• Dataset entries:
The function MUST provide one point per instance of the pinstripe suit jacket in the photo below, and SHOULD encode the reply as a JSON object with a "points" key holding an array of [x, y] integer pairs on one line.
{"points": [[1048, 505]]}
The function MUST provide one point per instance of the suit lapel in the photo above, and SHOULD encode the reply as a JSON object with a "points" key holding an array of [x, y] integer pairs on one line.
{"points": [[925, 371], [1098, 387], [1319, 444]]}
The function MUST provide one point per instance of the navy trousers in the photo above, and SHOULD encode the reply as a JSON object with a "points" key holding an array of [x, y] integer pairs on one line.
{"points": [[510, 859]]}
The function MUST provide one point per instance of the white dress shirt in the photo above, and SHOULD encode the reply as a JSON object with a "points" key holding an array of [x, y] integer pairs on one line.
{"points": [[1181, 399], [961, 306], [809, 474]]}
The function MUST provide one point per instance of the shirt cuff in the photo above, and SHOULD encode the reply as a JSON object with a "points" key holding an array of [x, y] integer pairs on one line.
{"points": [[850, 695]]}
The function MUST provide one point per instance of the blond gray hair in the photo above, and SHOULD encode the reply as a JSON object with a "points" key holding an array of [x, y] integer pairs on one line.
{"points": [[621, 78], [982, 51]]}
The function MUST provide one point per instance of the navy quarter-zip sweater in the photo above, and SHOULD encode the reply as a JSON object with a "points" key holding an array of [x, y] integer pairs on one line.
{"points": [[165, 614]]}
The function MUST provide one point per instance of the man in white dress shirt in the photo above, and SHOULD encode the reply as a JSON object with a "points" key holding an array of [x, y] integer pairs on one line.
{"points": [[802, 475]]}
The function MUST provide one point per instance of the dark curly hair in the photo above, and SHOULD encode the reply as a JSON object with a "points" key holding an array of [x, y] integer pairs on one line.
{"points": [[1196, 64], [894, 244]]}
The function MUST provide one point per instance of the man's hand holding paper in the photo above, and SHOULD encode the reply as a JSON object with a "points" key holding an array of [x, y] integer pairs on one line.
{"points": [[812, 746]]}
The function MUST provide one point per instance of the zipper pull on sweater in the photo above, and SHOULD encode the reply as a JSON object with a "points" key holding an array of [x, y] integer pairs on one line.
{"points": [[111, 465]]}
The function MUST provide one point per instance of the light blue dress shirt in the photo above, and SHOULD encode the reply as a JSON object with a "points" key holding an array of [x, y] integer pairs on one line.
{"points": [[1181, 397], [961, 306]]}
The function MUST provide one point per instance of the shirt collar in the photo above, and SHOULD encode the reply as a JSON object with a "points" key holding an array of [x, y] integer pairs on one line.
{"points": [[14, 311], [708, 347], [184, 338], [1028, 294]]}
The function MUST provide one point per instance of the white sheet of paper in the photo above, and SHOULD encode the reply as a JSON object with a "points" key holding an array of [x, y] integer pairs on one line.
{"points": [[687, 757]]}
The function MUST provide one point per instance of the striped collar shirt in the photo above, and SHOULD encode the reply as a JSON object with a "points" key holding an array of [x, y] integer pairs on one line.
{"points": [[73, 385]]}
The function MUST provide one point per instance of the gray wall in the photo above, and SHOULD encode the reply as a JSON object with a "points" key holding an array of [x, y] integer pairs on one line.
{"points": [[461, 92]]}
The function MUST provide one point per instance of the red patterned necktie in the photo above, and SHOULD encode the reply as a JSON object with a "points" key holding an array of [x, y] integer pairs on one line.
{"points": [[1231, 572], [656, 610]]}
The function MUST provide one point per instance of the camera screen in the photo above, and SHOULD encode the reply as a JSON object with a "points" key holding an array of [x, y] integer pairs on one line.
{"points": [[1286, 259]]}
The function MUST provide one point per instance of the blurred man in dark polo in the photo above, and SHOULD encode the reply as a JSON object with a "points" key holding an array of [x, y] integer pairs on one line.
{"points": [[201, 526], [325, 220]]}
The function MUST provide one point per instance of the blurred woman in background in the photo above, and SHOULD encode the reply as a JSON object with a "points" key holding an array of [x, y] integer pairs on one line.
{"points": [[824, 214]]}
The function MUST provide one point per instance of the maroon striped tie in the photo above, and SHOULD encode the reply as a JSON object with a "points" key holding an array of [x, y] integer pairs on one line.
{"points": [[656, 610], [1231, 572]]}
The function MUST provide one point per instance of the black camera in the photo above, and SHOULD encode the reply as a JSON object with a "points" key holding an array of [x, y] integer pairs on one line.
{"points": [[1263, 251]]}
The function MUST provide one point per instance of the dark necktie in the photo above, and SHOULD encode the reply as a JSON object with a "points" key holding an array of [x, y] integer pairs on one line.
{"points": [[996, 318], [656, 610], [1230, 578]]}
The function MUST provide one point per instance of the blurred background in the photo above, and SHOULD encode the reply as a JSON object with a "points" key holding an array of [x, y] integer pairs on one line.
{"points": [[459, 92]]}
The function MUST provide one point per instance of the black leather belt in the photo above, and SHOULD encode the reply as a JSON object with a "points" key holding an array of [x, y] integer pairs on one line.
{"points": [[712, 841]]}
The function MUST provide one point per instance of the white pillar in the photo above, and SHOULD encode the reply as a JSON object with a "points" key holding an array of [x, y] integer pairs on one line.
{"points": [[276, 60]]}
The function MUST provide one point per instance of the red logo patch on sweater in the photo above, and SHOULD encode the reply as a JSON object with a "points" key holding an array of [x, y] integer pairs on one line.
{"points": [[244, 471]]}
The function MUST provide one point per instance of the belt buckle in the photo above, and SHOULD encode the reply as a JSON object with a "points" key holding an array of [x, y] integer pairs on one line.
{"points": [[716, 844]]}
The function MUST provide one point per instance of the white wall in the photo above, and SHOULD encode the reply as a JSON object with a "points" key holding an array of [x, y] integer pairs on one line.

• Exercise instructions: Give the records back in full, word for word.

• Answer below:
The function MUST provide one point per instance of the pinstripe suit jacket in the photo below, and SHOULD encode the reply as a JSON object with a "points" key holding an array of [x, y] integer pairs on one line.
{"points": [[1048, 505]]}
The function MUST provide one point per instance of the suit lapel in the photo above, and SHOULD encode the reply as a JSON object with a "points" key holding an array of [x, y] integer pairs on one line.
{"points": [[925, 371], [1098, 387], [1319, 444]]}
The function MUST provide one point per instance of the navy trousers in the photo above, and SHOULD encode the reply as a JSON object with a "points" key holding an array of [x, y] integer pairs on one line.
{"points": [[510, 859]]}
The function MUST provide one point per instance of the white dress shirt in the photo above, and SHOULD encode the reply as a JSON object with a "points" key holding an array of [x, y] integer pairs on one line.
{"points": [[1181, 399], [961, 306], [809, 474]]}
The function MUST provide one point per instance of the shirt cuff in the photo above, and SHOULD encode the reply as a JSON object with a "points" key holding an array of [x, y] integer pairs on one line.
{"points": [[850, 695]]}
The function MUST provide one point per instance of the blond gray hair in the photo above, and SHOULD encode the reply as a JSON object with a "points" key holding an array of [x, y] integer pairs on one line.
{"points": [[621, 78], [982, 51]]}
The function MUST provide one point per instance of the navy quarter-zip sweater in the photo above, and SHOULD encode the reply as a JSON object with a "points" key holding an array of [x, y] integer pairs on one line.
{"points": [[165, 614]]}
The function MUST provide one point per instance of the man in white dress shirt in the photo above, and SHOULD encode the reply as a JSON object with a "points" key holding an array of [x, y] integer pairs on one line.
{"points": [[802, 475]]}
The function MUST provide one point per instance of the dark curly hair in the photo above, and SHOULD encode the reply as a JSON object with a "points" key holding an array of [x, y] integer pairs on one line.
{"points": [[1196, 64], [894, 244]]}
The function MUST provide one point per instance of the man's hand holding paper in the photo above, and SHOULD encode the reply as a JSON object with a "points" key holding an array of [x, y] integer pairs on one line.
{"points": [[812, 746]]}
The function MUST provide one point per instance of the zipper pull on sweater in the photo above, and SHOULD encode the reply as a JSON object with a "points" key holding an array of [x, y] integer pairs on one line.
{"points": [[111, 465]]}
The function MUST provide one point per instance of the light blue dress shirt in the photo above, and SHOULD encode the reply as a JSON object with a "points" key holding an array of [x, y] integer pairs on one line.
{"points": [[1181, 397], [961, 306]]}
The function MUST provide one point per instance of the shirt collar in the photo above, and SHOULD encode the reply as a JSON object with a "points" key holding an array of [x, y] integer pairs on one line.
{"points": [[14, 311], [708, 347], [184, 338], [1028, 294]]}
The function MUST provide one point per instance of the white sheet of paper in the photo above, and SHOULD encode the reply as a JSON object with a "points" key holding an array of [x, y] integer pairs on one line.
{"points": [[687, 757]]}
The function MUST provide one point per instance of the striped collar shirt in the photo above, and SHOULD encode the reply as a JSON object with a "points" key holding an array of [x, y] integer pairs on one line.
{"points": [[73, 385]]}
The function MUST provide one point per instance of the gray wall in the photo above, and SHOULD encode the reply as a JSON object with a "points" key holding an array of [x, y] integer pairs on one line.
{"points": [[461, 92]]}
The function MUST provide one point per instance of the red patterned necktie in the photo above, and SHOULD encode the reply as a JSON object with a "points" key holding an array of [x, y] integer pairs on one line.
{"points": [[1231, 572], [656, 610]]}
The function MUST provide one point per instance of the camera screen in the photo above, and SHOULD encode the reply as a JSON object with a "points" key holding an array of [x, y] integer pairs on one line.
{"points": [[1286, 259]]}
The function MUST provide one point per instance of the blurred man in dark polo in the photo above, and SHOULD encode the reply as a JSON object with a "points" key holding an array of [x, y] integer pairs on one line.
{"points": [[201, 526], [325, 220]]}
The function MUST provide one point per instance of the blurred woman in background in the photo above, and SHOULD encode the reply as a JSON object with a "points" key holding an array of [x, y] integer pairs on one line.
{"points": [[824, 214]]}
The function MUST provide one point per instance of the maroon striped tie in the photo above, and SHOULD encode the reply as a JSON object with a "points" key holding an array of [x, y] integer pairs on one line.
{"points": [[656, 610], [1231, 572]]}
The function MUST provide one point per instance of the black camera in the photo above, and SHOULD encode the reply as a JSON object with a "points" key holding an array of [x, y] integer pairs on one line.
{"points": [[1263, 251]]}
The function MUST provide one point per instance of the dark necktie in the photo above, and SHOULD encode the reply as a JSON object with a "points" key holding an array of [x, y] integer pairs on one line.
{"points": [[996, 318], [656, 610], [1230, 578]]}
The function MUST provide one point per instance of the blurred background in the photo above, and SHOULD encode the reply as a JSON object with a "points" key holding an array of [x, y] integer pairs on one line.
{"points": [[459, 92]]}
The function MUST provide one point per instance of the black leather belt in the photo above, and SHOULD encode the reply as a JSON object with a "points" key holding an array of [x, y] integer pairs on one line.
{"points": [[712, 841]]}
The function MUST provide one point per instance of the white pillar in the photo above, and SHOULD encode the reply as a JSON object with a "points" key holding an array of [x, y] integer pairs on one line.
{"points": [[276, 60]]}
The function MUST provide one point per instance of the red logo patch on sweater in the photo above, and SHOULD encode the reply as a JSON object with a "points" key holding an array of [x, y] integer pairs on one line.
{"points": [[244, 471]]}
The function MUST provide one point per instance of the belt buckle in the photo above, and SHOULD encode the reply as a JSON object with a "points" key holding an array of [x, y] integer pairs on one line.
{"points": [[716, 844]]}
The function MUST provide one point per instance of the white wall in the photo above, and SHOULD encode the reply as a JSON object with a "points" key holding an array of [x, y] integer pairs on one line.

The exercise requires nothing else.